--- START OF ENTRIES SHOWN ---

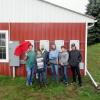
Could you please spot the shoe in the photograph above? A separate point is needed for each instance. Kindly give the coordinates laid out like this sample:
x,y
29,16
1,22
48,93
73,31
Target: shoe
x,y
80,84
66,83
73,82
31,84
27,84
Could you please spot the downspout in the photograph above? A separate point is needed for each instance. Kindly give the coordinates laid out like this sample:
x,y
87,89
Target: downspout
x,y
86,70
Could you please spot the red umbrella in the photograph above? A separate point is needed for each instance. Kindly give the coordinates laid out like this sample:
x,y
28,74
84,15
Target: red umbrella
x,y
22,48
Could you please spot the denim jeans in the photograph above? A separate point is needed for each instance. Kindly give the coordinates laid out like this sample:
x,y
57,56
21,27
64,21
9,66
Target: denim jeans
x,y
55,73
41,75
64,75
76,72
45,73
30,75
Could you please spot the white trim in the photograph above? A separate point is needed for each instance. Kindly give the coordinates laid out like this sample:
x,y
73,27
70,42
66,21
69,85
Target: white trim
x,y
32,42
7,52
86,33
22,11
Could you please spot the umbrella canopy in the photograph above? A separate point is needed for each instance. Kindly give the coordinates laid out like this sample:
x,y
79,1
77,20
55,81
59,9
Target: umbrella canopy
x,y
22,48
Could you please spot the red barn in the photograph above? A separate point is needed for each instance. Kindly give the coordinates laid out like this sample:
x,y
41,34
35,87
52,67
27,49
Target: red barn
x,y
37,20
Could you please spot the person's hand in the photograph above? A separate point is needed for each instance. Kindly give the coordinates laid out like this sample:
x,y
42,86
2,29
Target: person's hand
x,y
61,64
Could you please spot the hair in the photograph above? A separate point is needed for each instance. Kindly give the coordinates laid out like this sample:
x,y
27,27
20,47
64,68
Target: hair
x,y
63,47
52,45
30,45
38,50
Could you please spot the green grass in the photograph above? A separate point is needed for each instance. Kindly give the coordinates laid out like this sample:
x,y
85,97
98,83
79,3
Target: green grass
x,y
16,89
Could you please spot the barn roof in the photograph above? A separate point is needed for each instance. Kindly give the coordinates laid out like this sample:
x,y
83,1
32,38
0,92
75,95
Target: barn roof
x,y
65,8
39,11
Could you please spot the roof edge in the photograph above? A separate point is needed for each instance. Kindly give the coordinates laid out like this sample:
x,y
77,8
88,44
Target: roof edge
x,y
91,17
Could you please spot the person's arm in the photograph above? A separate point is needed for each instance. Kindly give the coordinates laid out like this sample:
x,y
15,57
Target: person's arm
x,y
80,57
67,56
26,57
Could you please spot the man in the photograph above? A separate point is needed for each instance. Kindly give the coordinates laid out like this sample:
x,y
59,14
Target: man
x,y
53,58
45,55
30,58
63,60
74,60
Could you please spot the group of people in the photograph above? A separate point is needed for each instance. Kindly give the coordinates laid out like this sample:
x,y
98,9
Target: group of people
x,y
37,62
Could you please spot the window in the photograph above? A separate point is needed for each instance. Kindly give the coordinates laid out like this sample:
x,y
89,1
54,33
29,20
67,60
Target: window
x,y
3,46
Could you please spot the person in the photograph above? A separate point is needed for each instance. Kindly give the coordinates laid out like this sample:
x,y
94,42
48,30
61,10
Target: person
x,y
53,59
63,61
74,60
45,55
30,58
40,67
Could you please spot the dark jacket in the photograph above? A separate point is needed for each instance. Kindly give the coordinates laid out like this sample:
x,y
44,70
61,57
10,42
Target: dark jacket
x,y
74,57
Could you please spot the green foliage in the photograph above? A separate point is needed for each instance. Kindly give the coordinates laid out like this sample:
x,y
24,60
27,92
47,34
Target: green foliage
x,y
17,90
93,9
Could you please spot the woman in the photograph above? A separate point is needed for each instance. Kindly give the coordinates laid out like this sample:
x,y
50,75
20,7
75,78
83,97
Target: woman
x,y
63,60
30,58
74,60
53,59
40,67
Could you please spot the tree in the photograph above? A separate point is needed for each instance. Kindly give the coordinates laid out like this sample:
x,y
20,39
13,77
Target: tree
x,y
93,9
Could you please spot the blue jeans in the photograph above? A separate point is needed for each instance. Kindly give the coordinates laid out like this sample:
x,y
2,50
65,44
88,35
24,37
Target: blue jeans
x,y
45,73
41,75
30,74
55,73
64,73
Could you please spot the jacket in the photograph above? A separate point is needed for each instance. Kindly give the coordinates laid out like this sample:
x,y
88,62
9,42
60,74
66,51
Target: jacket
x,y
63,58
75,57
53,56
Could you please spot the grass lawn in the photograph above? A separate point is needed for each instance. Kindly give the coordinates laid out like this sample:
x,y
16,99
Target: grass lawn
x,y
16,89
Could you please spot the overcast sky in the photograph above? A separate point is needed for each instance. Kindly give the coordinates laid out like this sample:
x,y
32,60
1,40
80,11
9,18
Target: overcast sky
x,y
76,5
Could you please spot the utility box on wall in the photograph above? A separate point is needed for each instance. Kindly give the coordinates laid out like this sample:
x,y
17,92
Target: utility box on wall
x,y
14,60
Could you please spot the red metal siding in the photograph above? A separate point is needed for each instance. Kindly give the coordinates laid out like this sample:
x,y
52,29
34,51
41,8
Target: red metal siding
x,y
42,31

--- END OF ENTRIES SHOWN ---

§ GIVEN EXERCISE: Reproduce every one of the lines above word for word, but leave the pictures out of your copy.

§ COMPLETE RESPONSE:
Could you please spot the shoe in the photograph above? A separate point is needed for each instance. Kindly give the coordinates laid out like this sample:
x,y
29,16
1,22
48,93
73,31
Target: shoe
x,y
80,84
66,83
73,82
31,84
27,84
Could you please spot the downspout in the photograph above? A separate point is needed for each instance. Kindly give the coordinates laid out like this sample:
x,y
87,89
Target: downspout
x,y
86,70
Could you please spot the red umbrella in the photograph above? A separate point is needed for each instance. Kindly give the coordinates laid out like this sample:
x,y
28,74
84,15
Target: red umbrella
x,y
22,48
Could you please spot the denim jeans in the photograph above? A separate point is needed for each instance. Kindly give the coordinates laid out like this sample:
x,y
57,56
21,27
64,21
9,66
Target: denim jeans
x,y
55,73
41,75
64,75
76,72
45,73
30,75
Could you please spot the white trim in the photograph above? A separate point is needed for each instance. Kindly give the coordinates laid out like this sample:
x,y
73,27
70,42
66,21
69,85
Target: white trim
x,y
32,42
7,52
86,33
22,11
Could you please spot the umbrella canopy in the photograph above? A separate point is needed for each instance. Kindly give the coordinates laid out like this sample:
x,y
79,1
77,20
55,81
59,9
Target: umbrella canopy
x,y
22,48
Could you please spot the red barn in the photograph above? A separate point is needed for each instance. Kindly give the coordinates laid out like this sample:
x,y
41,34
35,87
52,67
27,49
Target: red barn
x,y
37,20
Could you please spot the person's hand in the photograph above? A separate point is needed for each instance. Kindly give the coordinates laid out like this sample:
x,y
42,86
2,29
Target: person's hand
x,y
61,64
Could you please spot the hair in the photograph above? A separate point is needed for each instance. Kindly give the coordinates laid out like this sample:
x,y
27,27
20,47
64,68
Target: hair
x,y
63,47
52,45
30,45
38,50
Could you please spot the green grass in the photograph above? A separate point is needed for each instance. Kindly give the coordinates laid out like this sample:
x,y
85,97
98,83
79,3
Target: green grass
x,y
16,89
Could you please spot the barn roof in the photograph above? A separate point is needed for each instance. Kindly give the coordinates laid out like this sample:
x,y
83,1
32,38
0,92
75,95
Target: barn roof
x,y
65,8
39,11
Could you please spot the roof edge in the photograph above? A separate point is needed for each instance. Kindly give the coordinates laid out like this sample:
x,y
77,8
88,44
Target: roof edge
x,y
91,17
Could you please spot the person's arm in the photograph above? A separate point is needed for each instance. Kindly give the coordinates laid out like this sample:
x,y
15,57
Target: person's arm
x,y
80,57
67,56
26,57
Could you please spot the man in the photograph above? A separate point is needed for each instance. Kindly give the coordinates laid out like this sample:
x,y
59,14
Target: man
x,y
53,58
45,55
30,58
63,60
74,60
Could you please spot the group of people in the photograph above? A separate point is needed for each instance. Kindly give the coordinates laid out like this sample:
x,y
98,9
Target: group of people
x,y
37,62
Could you please spot the window in the photograph above? A separate point is needed for each instance. Kindly give the coordinates laid out like this sample:
x,y
89,1
54,33
29,20
67,60
Target: window
x,y
3,46
Could you please spot the person in the photograph above? A separate point is needed for each instance. Kindly give the coordinates laid out like this sample:
x,y
94,42
48,30
61,10
Target: person
x,y
53,59
63,61
74,60
45,55
30,58
40,67
Could you please spot the dark jacket in the photograph above? A separate point is needed for each instance. Kindly give the coordinates laid out like this sample:
x,y
44,70
61,57
10,42
Target: dark jacket
x,y
74,57
Could you please spot the green foliage in the photograph above? A separate point is needed for each instance. Kindly give the coordinates laid out like this sample:
x,y
24,60
27,92
47,34
Target: green foliage
x,y
17,90
93,9
Could you please spot the woman in the photograph above? A separate point is needed for each instance. Kindly give the coordinates laid out like this sample:
x,y
50,75
20,7
75,78
83,97
Target: woman
x,y
63,60
30,58
74,60
53,59
40,67
Could you please spot the tree in the photograph above? A separate point is needed for each instance. Kindly give the coordinates laid out like this sample:
x,y
20,39
13,77
Target: tree
x,y
93,9
Could you please spot the blue jeans in the photograph above? A separate point is needed for each instance. Kindly give the coordinates laid out like this sample:
x,y
2,50
65,44
88,35
24,37
Target: blue jeans
x,y
45,73
41,75
30,74
55,73
64,73
Could you please spot the jacket in the photograph above? A separate point is needed for each instance. Kindly give the coordinates laid out like this sample:
x,y
88,62
9,42
60,74
66,51
Target: jacket
x,y
63,58
75,57
53,56
Could you please spot the grass lawn in the photograph above? A separate point is needed for each instance. Kindly give the coordinates laid out like this sample:
x,y
16,99
Target: grass lawn
x,y
16,89
Could you please spot the overcast sky in the photograph above? A separate point is needed for each instance. Kindly give the coordinates laid out like this sample:
x,y
32,60
1,40
80,11
9,18
Target: overcast sky
x,y
76,5
Could you please spot the utility box on wall in the photograph above? A separate point is needed for each instance. Kindly give the coordinates laid out like this sample:
x,y
17,92
Target: utility box on wall
x,y
14,60
Could you please spot the red metal siding in the photograph above? A separate point is needed for each instance. Kindly give the coordinates laid out like this sample:
x,y
52,29
34,51
41,8
Target: red metal siding
x,y
42,31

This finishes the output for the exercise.